### Input for this task
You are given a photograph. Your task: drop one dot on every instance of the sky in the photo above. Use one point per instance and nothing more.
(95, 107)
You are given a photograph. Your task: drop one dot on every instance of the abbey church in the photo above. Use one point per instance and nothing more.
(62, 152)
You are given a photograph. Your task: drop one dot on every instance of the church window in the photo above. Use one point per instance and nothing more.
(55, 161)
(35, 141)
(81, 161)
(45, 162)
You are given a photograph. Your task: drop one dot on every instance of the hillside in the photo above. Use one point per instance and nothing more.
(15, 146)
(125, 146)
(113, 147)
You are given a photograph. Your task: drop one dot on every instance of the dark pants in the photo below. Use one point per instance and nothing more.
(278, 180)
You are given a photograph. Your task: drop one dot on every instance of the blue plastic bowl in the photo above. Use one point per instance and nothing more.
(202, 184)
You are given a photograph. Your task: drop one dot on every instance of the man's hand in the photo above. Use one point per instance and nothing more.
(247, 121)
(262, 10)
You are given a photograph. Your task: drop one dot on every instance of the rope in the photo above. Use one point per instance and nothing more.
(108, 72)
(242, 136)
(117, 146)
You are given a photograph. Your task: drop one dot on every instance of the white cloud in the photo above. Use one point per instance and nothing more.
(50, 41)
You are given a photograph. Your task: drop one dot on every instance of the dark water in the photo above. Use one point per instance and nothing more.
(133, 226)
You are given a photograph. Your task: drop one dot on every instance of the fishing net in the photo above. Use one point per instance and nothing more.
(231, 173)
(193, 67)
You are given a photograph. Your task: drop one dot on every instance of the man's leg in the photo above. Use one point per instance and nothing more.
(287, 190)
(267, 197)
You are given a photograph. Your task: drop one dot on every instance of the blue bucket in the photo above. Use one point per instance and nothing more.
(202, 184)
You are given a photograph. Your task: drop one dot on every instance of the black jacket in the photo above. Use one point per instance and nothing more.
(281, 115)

### What you will do
Repeat the records above in full, character for character.

### Task result
You are given a photograph. Your task: drop one dot on every instance of the sky in the photo above. Use one point per instance and nothing more.
(95, 107)
You are given a photograph. Your task: drop one dot on every instance of the abbey church in the photo above. Use one point per instance and nothing more.
(62, 152)
You are given a photograph. Your task: drop one dot on every instance of the church window in the photo above. Use one point per instance and nothing more.
(55, 161)
(35, 141)
(81, 161)
(45, 162)
You are given a photograph. Your task: drop one dot on every instance of the hillside in the photo above. Use one point per instance and nothing more.
(15, 146)
(125, 146)
(113, 147)
You are given a photograph. Your task: drop one dot on every instance of the dark pants in the photo below. Use one point per instance and nothing more.
(278, 180)
You are given a photograph. Your task: drop one dot on every instance of the blue plastic bowl in the photo above. Use one point per instance and nothing more.
(202, 184)
You are given a photograph. Your task: drop one dot on every instance of the man's hand in the photo above. Use one point per instance and nothing more.
(247, 121)
(262, 10)
You are given a photograph. Your task: drop one dot on every instance of the rope in the photo above. Use one point per instance and nothing more.
(108, 72)
(242, 136)
(117, 146)
You are given a photograph. Your task: drop one dot on every instance of the white cloud in the photo above. Use one point per instance and nothing more.
(50, 41)
You are given a photograph. Your task: drop one dot on every instance of the dark water in the photo above. Use one point per instance and nothing more.
(133, 226)
You are given a photograph. Your task: drop one dot on every instance of the fishing net in the photo above. Use one point per instance and nothing more.
(231, 173)
(193, 67)
You are given a photograph. Your task: drop one dot on every instance of the man's leg in the photo above. Use one point per instance and nothing more.
(287, 190)
(267, 197)
You are given a photograph. Your task: drop one dot on every instance of the blue bucket in the photo above. Use one point per instance and nothing more.
(202, 184)
You are given a photograph. Your task: drop one dot on every instance of the black jacket in the photo above. Use one point per instance and nothing more.
(281, 115)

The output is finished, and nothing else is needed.